> _RECORDS FOR THIS EXERCISE_
• • • •

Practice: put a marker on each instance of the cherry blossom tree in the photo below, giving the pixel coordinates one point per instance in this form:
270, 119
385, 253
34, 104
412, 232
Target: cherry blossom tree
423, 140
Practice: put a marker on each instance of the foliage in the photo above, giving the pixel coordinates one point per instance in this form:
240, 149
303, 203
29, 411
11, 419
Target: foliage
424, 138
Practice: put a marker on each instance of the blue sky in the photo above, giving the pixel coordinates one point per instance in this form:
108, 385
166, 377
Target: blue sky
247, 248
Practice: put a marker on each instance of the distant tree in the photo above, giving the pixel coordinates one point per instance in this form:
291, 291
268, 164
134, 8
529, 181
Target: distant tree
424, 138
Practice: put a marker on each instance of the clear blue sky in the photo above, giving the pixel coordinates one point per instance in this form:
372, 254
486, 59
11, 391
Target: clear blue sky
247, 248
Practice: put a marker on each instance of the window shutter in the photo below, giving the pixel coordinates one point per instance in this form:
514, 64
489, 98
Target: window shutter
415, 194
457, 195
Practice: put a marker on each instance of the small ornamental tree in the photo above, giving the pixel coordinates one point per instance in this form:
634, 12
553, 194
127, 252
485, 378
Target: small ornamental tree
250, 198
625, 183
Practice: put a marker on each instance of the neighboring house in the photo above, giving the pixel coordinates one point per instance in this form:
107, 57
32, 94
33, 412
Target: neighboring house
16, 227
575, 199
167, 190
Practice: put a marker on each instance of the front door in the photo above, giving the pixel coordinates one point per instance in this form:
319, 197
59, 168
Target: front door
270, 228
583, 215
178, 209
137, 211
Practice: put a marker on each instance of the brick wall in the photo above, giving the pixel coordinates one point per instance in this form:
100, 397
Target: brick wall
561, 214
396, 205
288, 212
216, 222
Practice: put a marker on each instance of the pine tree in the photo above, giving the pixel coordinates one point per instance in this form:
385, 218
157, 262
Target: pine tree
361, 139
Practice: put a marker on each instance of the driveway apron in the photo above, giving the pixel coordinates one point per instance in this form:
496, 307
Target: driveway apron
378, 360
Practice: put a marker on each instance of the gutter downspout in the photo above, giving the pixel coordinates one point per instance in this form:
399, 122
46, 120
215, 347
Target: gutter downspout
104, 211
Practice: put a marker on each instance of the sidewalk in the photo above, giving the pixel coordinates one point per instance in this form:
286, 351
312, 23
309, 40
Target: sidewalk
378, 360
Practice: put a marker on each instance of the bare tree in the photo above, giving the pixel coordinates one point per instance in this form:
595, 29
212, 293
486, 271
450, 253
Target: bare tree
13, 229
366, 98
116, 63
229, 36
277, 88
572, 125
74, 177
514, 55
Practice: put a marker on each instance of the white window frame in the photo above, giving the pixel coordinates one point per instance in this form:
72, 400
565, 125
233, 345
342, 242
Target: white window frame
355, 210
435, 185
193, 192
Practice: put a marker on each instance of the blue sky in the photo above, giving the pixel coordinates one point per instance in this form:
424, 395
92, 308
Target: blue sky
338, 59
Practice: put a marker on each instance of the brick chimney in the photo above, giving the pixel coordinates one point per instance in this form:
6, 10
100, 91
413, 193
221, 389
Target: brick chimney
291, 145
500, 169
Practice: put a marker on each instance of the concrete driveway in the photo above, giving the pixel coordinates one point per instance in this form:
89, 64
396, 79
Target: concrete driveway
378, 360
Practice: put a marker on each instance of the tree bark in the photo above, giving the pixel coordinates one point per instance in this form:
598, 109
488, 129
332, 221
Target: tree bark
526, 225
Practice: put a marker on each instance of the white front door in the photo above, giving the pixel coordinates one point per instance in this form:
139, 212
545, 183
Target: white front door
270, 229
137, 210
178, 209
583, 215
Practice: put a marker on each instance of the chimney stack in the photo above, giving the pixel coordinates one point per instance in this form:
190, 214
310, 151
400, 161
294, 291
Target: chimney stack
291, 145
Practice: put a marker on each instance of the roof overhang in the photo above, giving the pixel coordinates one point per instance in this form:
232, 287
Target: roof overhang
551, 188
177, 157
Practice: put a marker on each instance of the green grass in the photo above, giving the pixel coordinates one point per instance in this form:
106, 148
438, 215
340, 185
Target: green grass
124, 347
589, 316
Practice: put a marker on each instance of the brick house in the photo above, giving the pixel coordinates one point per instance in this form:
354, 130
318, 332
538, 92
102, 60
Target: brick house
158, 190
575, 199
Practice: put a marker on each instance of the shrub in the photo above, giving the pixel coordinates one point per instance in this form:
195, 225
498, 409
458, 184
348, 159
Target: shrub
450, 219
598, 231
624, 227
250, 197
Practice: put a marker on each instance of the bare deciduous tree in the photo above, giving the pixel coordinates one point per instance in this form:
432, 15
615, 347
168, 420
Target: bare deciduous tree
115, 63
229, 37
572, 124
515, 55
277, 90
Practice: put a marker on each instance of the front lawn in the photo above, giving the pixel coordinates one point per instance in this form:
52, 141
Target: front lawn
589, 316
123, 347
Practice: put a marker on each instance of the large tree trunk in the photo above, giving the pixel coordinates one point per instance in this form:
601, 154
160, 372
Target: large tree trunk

• • • •

> _TASK GOAL_
Lay out all of the items above as a JSON list of strings, with one string for each line and no entries for blank lines.

> _RIGHT ANSWER_
[
  "Practice: put a marker on each instance of the cherry blossom tree in the photo below, giving the pixel coordinates one point per instance in this form:",
  "270, 119",
  "385, 253",
  "34, 104",
  "412, 232",
  "Target: cherry blossom tree",
  "423, 140",
  "Practice: put a marker on each instance of the foliage in the photo above, giving the pixel coordinates one point per instance in this form:",
  "240, 149",
  "303, 203",
  "29, 411",
  "11, 419",
  "Target: foliage",
  "424, 138",
  "Practice: put a marker on each instance of the blue sky in the photo above, giving the pixel coordinates one point per instance in this form:",
  "108, 385",
  "166, 377",
  "Target: blue sky",
  "247, 248",
  "Practice: put a marker on each instance of the distant tree in the photo above, giving the pixel coordinates one point per instance in this form:",
  "291, 291",
  "268, 164",
  "134, 8",
  "529, 181",
  "Target: distant tree",
  "424, 138",
  "Practice: put a marker on each instance of the clear blue sky in the photo above, giving the pixel coordinates one point per instance in this form:",
  "372, 254",
  "486, 59",
  "11, 391",
  "Target: clear blue sky",
  "247, 248",
  "Practice: put a marker on each instance of the window shutter in the photo below, giving the pixel coordinates one point per instance in this form:",
  "514, 64",
  "489, 98",
  "Target: window shutter",
  "415, 194",
  "457, 195",
  "Practice: put a marker on each instance of the small ornamental tree in the photo above, giving the pixel coordinates one point per instance in this form:",
  "634, 12",
  "553, 194",
  "127, 252",
  "485, 378",
  "Target: small ornamental tree",
  "250, 198",
  "625, 183",
  "Practice: put a marker on each instance of the neighboring house in the photo above, giving the pixel coordinates one point per instance in this form:",
  "107, 57",
  "32, 94",
  "33, 412",
  "Target: neighboring house",
  "16, 227",
  "575, 199",
  "167, 190",
  "Practice: put a marker on each instance of the front door in the photo above, giving the pixel coordinates one point per instance in this form:",
  "319, 197",
  "59, 168",
  "Target: front door",
  "270, 228",
  "583, 215",
  "178, 209",
  "137, 211",
  "Practice: put a marker on each instance of the brick wall in the photo above, giving the pixel coordinates one point per instance in this form:",
  "100, 397",
  "Target: brick wall",
  "561, 214",
  "396, 205",
  "288, 212",
  "216, 222",
  "Practice: put a marker on each instance of the pine tree in the photo above, giving the pixel coordinates one point per instance in this form:",
  "385, 218",
  "157, 262",
  "Target: pine tree",
  "361, 139",
  "Practice: put a marker on each instance of the driveway apron in the photo above, giving the pixel coordinates one point per instance in this form:",
  "496, 307",
  "Target: driveway apron",
  "378, 360",
  "Practice: put a marker on each instance of the gutter downspout in the photo above, giving the pixel coordinates one point per instance in this form:",
  "399, 122",
  "46, 120",
  "215, 347",
  "Target: gutter downspout",
  "104, 211",
  "Practice: put a marker on each instance of the sidewalk in the photo above, giving the pixel coordinates one point per instance in this form:",
  "286, 351",
  "312, 23",
  "309, 40",
  "Target: sidewalk",
  "378, 360",
  "Practice: put a marker on each instance of the bare tree in the photo above, giving the pixel coordinates one point per instance in this form:",
  "595, 29",
  "212, 293",
  "486, 271",
  "450, 253",
  "Target: bare tree",
  "13, 229",
  "366, 98",
  "116, 63",
  "229, 36",
  "277, 88",
  "572, 125",
  "74, 177",
  "514, 55",
  "Practice: put a marker on each instance of the white window frame in the photo above, giving the pixel coordinates one point per instance in this form:",
  "72, 400",
  "565, 125",
  "233, 345",
  "342, 242",
  "Target: white window frame",
  "355, 210",
  "435, 185",
  "193, 192",
  "Practice: put a marker on each instance of the blue sky in the photo above, giving the pixel coordinates one point per instance in this form:",
  "424, 395",
  "92, 308",
  "Target: blue sky",
  "338, 59",
  "Practice: put a marker on each instance of the brick chimney in the photo above, giving the pixel coordinates one point per instance in this form:",
  "6, 10",
  "100, 91",
  "413, 193",
  "221, 389",
  "Target: brick chimney",
  "291, 145",
  "500, 169",
  "Practice: put a marker on each instance of the concrete driveway in the photo above, giving the pixel coordinates one point per instance in this form:",
  "89, 64",
  "396, 79",
  "Target: concrete driveway",
  "378, 360",
  "Practice: put a marker on each instance of the tree bark in the photo above, giving the pixel coordinates one point per instance in this form:",
  "598, 109",
  "488, 129",
  "332, 221",
  "Target: tree bark",
  "526, 225",
  "Practice: put a marker on each instance of the white front door in the photo above, giving the pixel coordinates one point per instance in this form:",
  "139, 212",
  "545, 183",
  "Target: white front door",
  "270, 229",
  "137, 210",
  "178, 209",
  "583, 215",
  "Practice: put a marker on each instance of the chimney stack in the photo above, giving the pixel coordinates one point per instance in this form:",
  "190, 214",
  "310, 151",
  "400, 161",
  "294, 291",
  "Target: chimney stack",
  "291, 145",
  "Practice: put a marker on each instance of the roof overhang in the photo above, giving the pixel coordinates one point per instance in this form:",
  "232, 287",
  "Target: roof overhang",
  "551, 188",
  "177, 157",
  "Practice: put a marker on each instance of the green grass in the photo above, giving the pixel coordinates one point per instance in this form:",
  "106, 148",
  "438, 215",
  "340, 185",
  "Target: green grass",
  "124, 347",
  "589, 316",
  "Practice: put a marker on each instance of the brick house in the photo above, giving the pixel coordinates one point per instance in this form:",
  "354, 130",
  "318, 332",
  "538, 92",
  "102, 60",
  "Target: brick house",
  "158, 190",
  "575, 199",
  "Practice: put a marker on each instance of the shrub in the photo above, giving the pixel coordinates one point per instance in this form:",
  "195, 225",
  "498, 409",
  "458, 184",
  "348, 159",
  "Target: shrub",
  "450, 219",
  "598, 231",
  "624, 227",
  "250, 197",
  "Practice: put a marker on each instance of the bare deciduous tree in the photo above, giving the pixel coordinates one point per instance in this form:",
  "432, 15",
  "615, 347",
  "168, 420",
  "Target: bare deciduous tree",
  "115, 63",
  "229, 37",
  "572, 124",
  "515, 55",
  "277, 90",
  "Practice: put a marker on each instance of the front lawn in the photo above, giving the pixel coordinates one point per instance in this form:",
  "52, 141",
  "Target: front lawn",
  "589, 316",
  "123, 347",
  "Practice: put a marker on each instance of the large tree trunk in the photo above, giving the pixel coordinates one point per instance in this form:",
  "601, 154",
  "160, 372",
  "Target: large tree trunk"
]